Material for the task ->
★ ★ ★ ★ ★
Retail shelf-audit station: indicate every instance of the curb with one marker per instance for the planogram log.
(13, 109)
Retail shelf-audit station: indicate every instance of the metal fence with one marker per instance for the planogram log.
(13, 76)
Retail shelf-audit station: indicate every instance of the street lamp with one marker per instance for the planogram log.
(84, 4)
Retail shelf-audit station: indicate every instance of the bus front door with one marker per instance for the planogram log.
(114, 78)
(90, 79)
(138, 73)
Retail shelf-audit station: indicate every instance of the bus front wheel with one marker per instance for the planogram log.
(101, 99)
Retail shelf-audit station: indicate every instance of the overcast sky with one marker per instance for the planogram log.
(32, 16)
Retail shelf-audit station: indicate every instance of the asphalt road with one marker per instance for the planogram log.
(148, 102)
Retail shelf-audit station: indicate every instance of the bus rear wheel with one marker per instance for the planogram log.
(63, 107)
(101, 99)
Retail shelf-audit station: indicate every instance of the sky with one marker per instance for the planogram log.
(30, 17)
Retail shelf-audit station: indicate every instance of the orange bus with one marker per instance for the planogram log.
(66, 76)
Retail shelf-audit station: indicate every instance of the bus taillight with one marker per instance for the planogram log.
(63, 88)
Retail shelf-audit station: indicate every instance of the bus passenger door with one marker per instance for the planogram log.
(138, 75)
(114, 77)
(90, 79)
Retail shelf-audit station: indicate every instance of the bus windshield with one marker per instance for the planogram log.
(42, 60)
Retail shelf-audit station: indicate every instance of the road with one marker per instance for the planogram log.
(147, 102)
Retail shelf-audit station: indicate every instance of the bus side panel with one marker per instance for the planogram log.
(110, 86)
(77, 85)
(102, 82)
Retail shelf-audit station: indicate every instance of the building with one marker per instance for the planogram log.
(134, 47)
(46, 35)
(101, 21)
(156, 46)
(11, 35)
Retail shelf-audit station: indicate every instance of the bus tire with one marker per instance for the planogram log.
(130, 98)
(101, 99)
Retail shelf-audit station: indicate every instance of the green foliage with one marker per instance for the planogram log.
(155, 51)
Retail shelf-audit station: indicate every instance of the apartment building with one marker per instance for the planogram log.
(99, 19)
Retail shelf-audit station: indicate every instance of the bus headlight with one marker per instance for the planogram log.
★ ★ ★ ★ ★
Please present the records above as a numbered list, from the line with "the bus passenger" through the end of the records, leaving out any blank lines.

Final result ->
1. Retail shelf-audit station: indicate every instance of the bus passenger door with one marker per instance for the planogram log.
2. (138, 75)
3. (114, 77)
4. (90, 79)
5. Retail shelf-audit station: indicate every instance of the bus windshield with one marker per instance for the planogram log.
6. (42, 60)
7. Retail shelf-audit station: indicate every instance of the road with one marker per instance for the planogram log.
8. (147, 102)
9. Retail shelf-audit station: indicate every instance of the bus side panel with one marker per instance for the planogram log.
10. (110, 86)
11. (77, 85)
12. (102, 82)
13. Retail shelf-audit station: indicate every instance of the building with one marker per instance for the planogram log.
14. (134, 47)
15. (46, 35)
16. (101, 21)
17. (156, 46)
18. (11, 35)
19. Retail shelf-audit station: indicate every instance of the bus tire with one marker per instance for the planogram log.
20. (130, 98)
21. (101, 99)
22. Retail shelf-audit station: indicate every instance of the green foliage with one marker per instance for the planogram log.
23. (155, 51)
24. Retail shelf-audit station: indicate every instance of the apartment building with one marker per instance for the planogram log.
25. (99, 19)
26. Retail shelf-audit station: indicate every instance of the bus headlight with one marker per instance for the planogram log.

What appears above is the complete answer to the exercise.